Artigo | “Soluções” autoritárias não oferecem segurança às escolas

"As medidas indispensáveis para prevenir atos terroristas passam pela resposta firme aos discursos fascistas"

Brasil de Fato | Brasília (DF) |
"Debater a raiz do aumento desses casos nos últimos tempos é a única forma de prevenção eficaz." - Foto: Fernando Frazão/Agência Brasil

O caso do ataque na escola Thomazia Montoro, na capital paulista, que levou à morte a professora Elizabete Tenreiro, 71 anos, trouxe à luz diversos problemas a serem enfrentados para o combate à violência nas escolas.

O crime - cujas imagens de uma criança de treze anos, com uma faca nas mãos, provocando tanta desgraça antes de ser barrada, causaram perplexidade - faz com que a questão da segurança seja a primeira a chamar a atenção. Afinal, toda a comunidade escolar se sente vulnerável diante de ameaças desse tipo. Mas há questões mais profundas que, se não enfrentadas agora, levarão ao aumento dessa violência, sem que os mecanismos de segurança surtam efeito.

Entradas de dados extraídos

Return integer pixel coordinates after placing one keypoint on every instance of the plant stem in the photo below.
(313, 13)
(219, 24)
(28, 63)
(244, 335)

Tarefas do exercício:
1. Traduza para o inglês a frase “Afinal, toda a comunidade escolar se sente vulnerável diante de ameaças desse tipo.”, que está no artigo sobre a segurança nas escolas.
2. Transcreva sem alterações o trecho do artigo sobre a segurança nas escolas entre "Brasil de Fato" e "violência nas escolas.", inclusive.
3. Dê continuidade ao artigo sobre a violência nas escolas a partir do ponto em que ele termina.

Respostas escritas:
1. After all, the entire school community feels vulnerable in the face of threats of this kind.

2.
Brasil de Fato | Brasília (DF) |
"Debater a raiz do aumento desses casos nos últimos tempos é a única forma de prevenção eficaz." - Foto: Fernando Frazão/Agência Brasil

O caso do ataque na escola Thomazia Montoro, na capital paulista, que levou à morte a professora Elizabete Tenreiro, 71 anos, trouxe à luz diversos problemas a serem enfrentados para o combate à violência nas escolas.

3.
Debater a raiz do aumento desses casos nos últimos tempos é a única forma de prevenção eficaz.

É importante entender os casos recorrentes nos Estados Unidos, onde escolas e comunidade, mesmo preparadas para a defesa, não conseguem evitar tragédias como a do último dia 27 de março, em que um jovem de 28 anos atacou a tiros uma escola em Nashville e matou três crianças de nove anos e três funcionários adultos. O ataque foi o 131º caso do tipo nos Estados Unidos desde o início deste ano, segundo a Gun Violence Archive, uma organização sem fins lucrativos que monitora dados de violência armada.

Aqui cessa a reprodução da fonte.